> _WHAT YOU NEED TO DO_
• 1. In the passage about dachshunds, reproduce the part starting at "The dachshund is" and ending at "and relatively quiet.", substituting "backyard breeders" for "puppy mills".
• 2. Using the passage about dachshunds, answer these:
(a) What kind of person are dachshunds good dogs for?
(b) What kind of kibble may they need?
(c) When must they not be walked?
• 3. Render this sentence from the passage about dachshunds in Spanish: "They enjoy snuggling with their owners or in a nice dog bed."

> _PASSAGE TO READ_

++++++++

The dachshund is an unusual-looking breed that is often found in shelters. Although they are cute, they are prone to expensive health issues and behavioral problems. One reason they are in animal shelters is that they are a favorite breed of puppy mills. They are very over-populated and often bought by people who do not care about the welfare of dogs. All of this does a cruel disservice to dachshunds, who are naturally friendly, peppy, and relatively quiet.
Compared to many other small dogs, dachshunds tend to be quiet and laid-back. They like to be with their owner at all times and often have separation anxiety. They are good dogs for single people who are not too active. They enjoy snuggling with their owners or in a nice dog bed. Since they are so low to the ground, they mustn’t be walked when there are puddles on the ground. They can be chilled very easily by that.
Since many dachshunds are from puppy mills, they suffer from the results of inbreeding. This can mean they have food allergies and missing teeth, or even swallowing issues. Many of them eat too much, so they will need to eat a low-calorie kibble or a restricted diet. They should receive treats sparingly, if at all. Like some other small, clingy breeds, dachshunds have an instinctive begging instinct. It is bad for their health to eat human food, however, so they must not be allowed to eat any.

++++++++

> _GIVEN INFORMATION_
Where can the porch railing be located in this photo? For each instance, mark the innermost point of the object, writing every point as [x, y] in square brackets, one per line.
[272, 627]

++++++++

> _TASK SOLUTIONS_
• 1.
The dachshund is an unusual-looking breed that is often found in shelters. Although they are cute, they are prone to expensive health issues and behavioral problems. One reason they are in animal shelters is that they are a favorite breed of backyard breeders. They are very over-populated and often bought by people who do not care about the welfare of dogs. All of this does a cruel disservice to dachshunds, who are naturally friendly, peppy, and relatively quiet.

• 2.
(a) Single people who are not too active.
(b) A low-calorie kibble.
(c) When there are puddles on the ground.

• 3. Disfrutan acurrucarse con sus dueños o en una buena cama para perros.